Stated exercise -
Begin at the line of the listing that has "Point to the wooden fence." and stop after the line that has "x=529, y=278". Write every line in that stretch out again unchanged, except that each answer coordinate is shifted by adding -9 to it.

Working data -
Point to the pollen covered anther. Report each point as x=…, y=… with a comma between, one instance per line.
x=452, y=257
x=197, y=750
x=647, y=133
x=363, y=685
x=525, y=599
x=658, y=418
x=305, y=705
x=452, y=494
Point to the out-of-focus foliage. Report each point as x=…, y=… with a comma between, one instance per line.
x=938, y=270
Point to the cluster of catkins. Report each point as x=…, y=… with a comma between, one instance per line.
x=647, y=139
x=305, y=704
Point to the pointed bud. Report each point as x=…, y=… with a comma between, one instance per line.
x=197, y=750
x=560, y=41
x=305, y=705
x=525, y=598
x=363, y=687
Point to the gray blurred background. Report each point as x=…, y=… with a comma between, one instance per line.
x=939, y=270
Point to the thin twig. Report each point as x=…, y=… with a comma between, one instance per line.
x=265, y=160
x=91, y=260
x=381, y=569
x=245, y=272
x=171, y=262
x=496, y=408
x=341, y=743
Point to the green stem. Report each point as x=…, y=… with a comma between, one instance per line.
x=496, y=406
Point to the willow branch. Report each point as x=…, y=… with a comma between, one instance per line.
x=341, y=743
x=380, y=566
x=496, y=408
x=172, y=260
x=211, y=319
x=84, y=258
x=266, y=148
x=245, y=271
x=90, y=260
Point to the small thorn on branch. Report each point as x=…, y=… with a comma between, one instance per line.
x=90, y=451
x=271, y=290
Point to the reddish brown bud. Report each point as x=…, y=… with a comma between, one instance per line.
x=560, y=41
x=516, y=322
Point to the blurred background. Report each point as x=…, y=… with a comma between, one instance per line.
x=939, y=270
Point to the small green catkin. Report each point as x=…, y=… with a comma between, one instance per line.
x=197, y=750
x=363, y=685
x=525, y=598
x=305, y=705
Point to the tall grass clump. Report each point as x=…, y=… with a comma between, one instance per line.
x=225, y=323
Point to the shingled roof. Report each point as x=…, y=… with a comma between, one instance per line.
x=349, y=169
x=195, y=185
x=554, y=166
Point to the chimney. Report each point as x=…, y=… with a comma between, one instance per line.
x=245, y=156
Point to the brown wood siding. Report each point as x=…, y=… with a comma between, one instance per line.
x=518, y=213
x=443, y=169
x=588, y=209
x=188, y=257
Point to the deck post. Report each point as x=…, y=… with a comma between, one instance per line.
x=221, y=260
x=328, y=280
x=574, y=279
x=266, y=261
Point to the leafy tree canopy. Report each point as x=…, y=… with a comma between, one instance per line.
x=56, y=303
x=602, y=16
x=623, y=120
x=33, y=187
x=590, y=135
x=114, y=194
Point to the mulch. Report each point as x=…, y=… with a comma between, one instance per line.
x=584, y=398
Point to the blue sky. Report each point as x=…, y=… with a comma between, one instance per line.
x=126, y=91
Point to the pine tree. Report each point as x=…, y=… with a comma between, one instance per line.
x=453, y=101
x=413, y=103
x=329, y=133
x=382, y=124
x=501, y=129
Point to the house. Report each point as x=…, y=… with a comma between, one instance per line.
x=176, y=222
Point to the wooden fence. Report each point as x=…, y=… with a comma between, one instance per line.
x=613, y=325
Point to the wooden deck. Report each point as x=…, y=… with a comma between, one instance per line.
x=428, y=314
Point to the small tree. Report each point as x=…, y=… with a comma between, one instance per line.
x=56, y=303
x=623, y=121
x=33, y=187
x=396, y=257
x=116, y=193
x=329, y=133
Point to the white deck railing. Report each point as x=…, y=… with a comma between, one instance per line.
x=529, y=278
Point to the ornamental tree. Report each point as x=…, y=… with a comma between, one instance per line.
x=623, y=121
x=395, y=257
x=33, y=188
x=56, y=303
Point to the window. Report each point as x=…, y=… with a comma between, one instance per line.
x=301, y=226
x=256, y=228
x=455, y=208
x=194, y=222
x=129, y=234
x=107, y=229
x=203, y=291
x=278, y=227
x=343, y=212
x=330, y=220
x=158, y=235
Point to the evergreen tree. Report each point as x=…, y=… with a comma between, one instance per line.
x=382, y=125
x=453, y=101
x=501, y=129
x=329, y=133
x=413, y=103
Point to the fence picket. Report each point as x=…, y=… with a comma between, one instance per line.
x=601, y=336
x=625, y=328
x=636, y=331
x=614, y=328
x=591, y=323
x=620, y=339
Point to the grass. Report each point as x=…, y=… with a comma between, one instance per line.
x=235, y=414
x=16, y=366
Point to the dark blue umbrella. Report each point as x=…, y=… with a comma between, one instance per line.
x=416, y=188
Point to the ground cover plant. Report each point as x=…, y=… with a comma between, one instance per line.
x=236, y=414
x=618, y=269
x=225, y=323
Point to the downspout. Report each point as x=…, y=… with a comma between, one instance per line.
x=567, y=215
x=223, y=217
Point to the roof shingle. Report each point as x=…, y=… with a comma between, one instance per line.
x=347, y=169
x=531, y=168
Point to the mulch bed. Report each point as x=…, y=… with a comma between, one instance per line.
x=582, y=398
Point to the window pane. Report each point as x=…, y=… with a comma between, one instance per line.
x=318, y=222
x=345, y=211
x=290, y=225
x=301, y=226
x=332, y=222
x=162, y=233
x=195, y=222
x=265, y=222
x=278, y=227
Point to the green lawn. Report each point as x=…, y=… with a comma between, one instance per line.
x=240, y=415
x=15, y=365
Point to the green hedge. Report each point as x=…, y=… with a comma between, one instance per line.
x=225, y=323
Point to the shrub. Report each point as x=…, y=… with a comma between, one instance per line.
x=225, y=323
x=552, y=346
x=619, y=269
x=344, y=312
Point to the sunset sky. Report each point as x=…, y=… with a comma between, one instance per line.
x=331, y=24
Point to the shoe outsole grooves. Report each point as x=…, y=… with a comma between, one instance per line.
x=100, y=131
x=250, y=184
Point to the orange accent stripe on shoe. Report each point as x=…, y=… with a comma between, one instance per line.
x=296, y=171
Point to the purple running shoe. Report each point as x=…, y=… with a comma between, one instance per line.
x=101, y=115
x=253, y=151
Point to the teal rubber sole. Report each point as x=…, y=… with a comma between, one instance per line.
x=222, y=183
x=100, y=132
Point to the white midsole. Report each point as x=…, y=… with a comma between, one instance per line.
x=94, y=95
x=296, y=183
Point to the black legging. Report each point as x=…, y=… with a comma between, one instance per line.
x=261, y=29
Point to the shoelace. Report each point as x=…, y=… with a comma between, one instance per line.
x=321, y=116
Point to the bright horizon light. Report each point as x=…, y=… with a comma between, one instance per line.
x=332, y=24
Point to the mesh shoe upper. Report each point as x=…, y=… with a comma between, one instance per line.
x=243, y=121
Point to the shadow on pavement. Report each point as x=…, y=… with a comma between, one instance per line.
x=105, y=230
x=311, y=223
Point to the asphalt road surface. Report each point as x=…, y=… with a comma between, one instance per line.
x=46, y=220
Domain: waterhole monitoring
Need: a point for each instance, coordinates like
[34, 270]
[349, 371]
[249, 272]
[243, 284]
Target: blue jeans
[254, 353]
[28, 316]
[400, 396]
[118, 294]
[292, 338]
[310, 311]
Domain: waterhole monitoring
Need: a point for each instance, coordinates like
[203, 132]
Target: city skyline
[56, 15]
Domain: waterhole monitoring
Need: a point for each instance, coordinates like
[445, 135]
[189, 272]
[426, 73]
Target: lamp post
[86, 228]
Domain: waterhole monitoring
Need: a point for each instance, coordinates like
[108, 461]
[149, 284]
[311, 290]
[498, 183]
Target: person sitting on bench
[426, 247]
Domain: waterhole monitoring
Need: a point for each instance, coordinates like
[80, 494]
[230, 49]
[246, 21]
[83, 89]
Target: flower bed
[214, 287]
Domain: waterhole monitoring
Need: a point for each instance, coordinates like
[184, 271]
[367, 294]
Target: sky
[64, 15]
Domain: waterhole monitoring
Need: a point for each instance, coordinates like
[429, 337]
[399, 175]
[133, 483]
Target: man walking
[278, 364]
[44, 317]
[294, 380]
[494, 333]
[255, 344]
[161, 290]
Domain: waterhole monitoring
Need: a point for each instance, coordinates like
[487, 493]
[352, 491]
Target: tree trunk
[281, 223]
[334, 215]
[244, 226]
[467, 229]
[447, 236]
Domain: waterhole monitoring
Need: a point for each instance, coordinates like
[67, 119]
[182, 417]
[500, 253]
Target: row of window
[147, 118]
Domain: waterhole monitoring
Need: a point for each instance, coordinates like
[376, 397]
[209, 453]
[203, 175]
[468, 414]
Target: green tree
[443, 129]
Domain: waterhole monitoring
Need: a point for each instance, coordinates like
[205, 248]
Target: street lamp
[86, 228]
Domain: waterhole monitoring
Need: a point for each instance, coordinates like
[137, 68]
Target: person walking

--

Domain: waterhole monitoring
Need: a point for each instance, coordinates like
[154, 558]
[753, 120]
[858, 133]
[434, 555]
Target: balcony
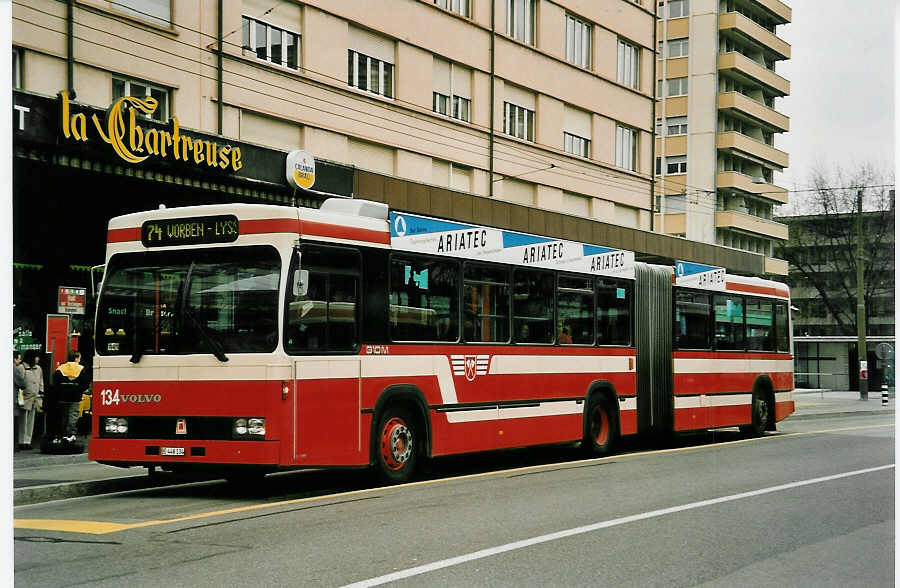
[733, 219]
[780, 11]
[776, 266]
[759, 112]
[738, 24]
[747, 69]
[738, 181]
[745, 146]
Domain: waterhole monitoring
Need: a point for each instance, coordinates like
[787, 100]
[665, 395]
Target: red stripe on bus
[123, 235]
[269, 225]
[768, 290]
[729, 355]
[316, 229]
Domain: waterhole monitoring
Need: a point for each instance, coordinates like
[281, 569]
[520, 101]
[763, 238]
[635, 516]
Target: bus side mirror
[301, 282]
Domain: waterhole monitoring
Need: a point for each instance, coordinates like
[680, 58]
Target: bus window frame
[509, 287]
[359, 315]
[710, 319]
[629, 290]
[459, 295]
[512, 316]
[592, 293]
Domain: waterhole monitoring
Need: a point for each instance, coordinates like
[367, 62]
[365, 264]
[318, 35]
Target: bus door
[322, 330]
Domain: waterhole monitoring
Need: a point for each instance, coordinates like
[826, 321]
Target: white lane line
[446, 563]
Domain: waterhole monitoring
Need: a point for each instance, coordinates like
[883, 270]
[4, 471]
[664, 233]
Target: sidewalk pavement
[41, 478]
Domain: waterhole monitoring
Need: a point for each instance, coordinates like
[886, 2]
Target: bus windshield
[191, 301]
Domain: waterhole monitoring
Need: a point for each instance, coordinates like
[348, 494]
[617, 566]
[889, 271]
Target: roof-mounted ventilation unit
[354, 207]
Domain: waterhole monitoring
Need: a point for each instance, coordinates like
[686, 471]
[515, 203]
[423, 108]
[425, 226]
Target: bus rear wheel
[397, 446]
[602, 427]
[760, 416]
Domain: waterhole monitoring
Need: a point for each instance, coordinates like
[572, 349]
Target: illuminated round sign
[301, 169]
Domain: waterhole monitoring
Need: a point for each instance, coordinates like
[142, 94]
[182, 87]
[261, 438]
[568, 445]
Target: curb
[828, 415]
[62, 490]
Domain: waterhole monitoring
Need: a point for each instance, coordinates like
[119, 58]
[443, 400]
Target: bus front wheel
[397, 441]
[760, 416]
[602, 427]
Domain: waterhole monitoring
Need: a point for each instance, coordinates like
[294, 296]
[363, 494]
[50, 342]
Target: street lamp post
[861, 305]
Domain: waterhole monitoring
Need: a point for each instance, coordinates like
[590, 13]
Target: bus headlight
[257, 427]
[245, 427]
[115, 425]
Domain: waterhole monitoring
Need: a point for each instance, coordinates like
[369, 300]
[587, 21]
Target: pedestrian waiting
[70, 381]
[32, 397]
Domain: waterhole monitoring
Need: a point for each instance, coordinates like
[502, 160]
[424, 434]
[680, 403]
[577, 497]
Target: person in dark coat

Solution for this exercise -
Point to the wooden fence. Report each point as x=…, y=… with a comma between, one instance per line.
x=604, y=316
Point to the wooden deck. Report each point as x=…, y=… with a comma between, one instance per line.
x=419, y=305
Point to the small tree. Report each point as x=…, y=… with a comma between, one instance per line.
x=47, y=294
x=614, y=112
x=24, y=178
x=387, y=248
x=107, y=184
x=320, y=124
Point to the white deck railing. Report each point as x=…, y=… with a comma between, one instance per line.
x=520, y=269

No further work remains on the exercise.